*** Opening RECORDS SUPPLIED ***

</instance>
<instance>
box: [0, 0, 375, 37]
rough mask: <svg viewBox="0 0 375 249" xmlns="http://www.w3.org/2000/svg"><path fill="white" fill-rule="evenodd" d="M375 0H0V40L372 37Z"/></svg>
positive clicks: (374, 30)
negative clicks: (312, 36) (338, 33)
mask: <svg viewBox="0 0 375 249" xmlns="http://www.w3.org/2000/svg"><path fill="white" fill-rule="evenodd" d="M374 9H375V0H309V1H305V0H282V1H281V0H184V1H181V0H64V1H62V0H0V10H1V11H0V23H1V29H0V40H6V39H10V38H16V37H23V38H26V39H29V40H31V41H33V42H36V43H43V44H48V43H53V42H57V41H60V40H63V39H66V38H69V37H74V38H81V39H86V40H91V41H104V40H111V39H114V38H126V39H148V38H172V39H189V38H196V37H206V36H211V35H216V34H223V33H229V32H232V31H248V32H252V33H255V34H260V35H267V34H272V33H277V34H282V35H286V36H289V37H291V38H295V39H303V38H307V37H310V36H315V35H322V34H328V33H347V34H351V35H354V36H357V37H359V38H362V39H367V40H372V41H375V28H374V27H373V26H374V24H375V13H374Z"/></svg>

*** Closing RECORDS SUPPLIED ***

WHAT YOU WILL DO: Above are the entries; return each one exactly.

RESULT FOR THIS EXERCISE:
</instance>
<instance>
box: [0, 0, 375, 37]
rough mask: <svg viewBox="0 0 375 249" xmlns="http://www.w3.org/2000/svg"><path fill="white" fill-rule="evenodd" d="M375 0H0V40L372 37Z"/></svg>
positive clicks: (374, 30)
negative clicks: (312, 36) (338, 33)
mask: <svg viewBox="0 0 375 249" xmlns="http://www.w3.org/2000/svg"><path fill="white" fill-rule="evenodd" d="M374 9H375V0H309V1H305V0H282V1H281V0H184V1H181V0H64V1H62V0H0V10H1V11H0V23H1V29H0V40H6V39H10V38H16V37H23V38H26V39H29V40H31V41H33V42H36V43H43V44H48V43H53V42H57V41H60V40H63V39H66V38H69V37H74V38H81V39H86V40H91V41H104V40H111V39H114V38H126V39H148V38H172V39H189V38H196V37H206V36H211V35H216V34H223V33H229V32H232V31H248V32H252V33H255V34H260V35H267V34H272V33H277V34H282V35H286V36H289V37H291V38H295V39H303V38H307V37H310V36H315V35H322V34H328V33H347V34H351V35H354V36H357V37H359V38H362V39H367V40H372V41H375V28H374V27H373V26H374V24H375V13H374Z"/></svg>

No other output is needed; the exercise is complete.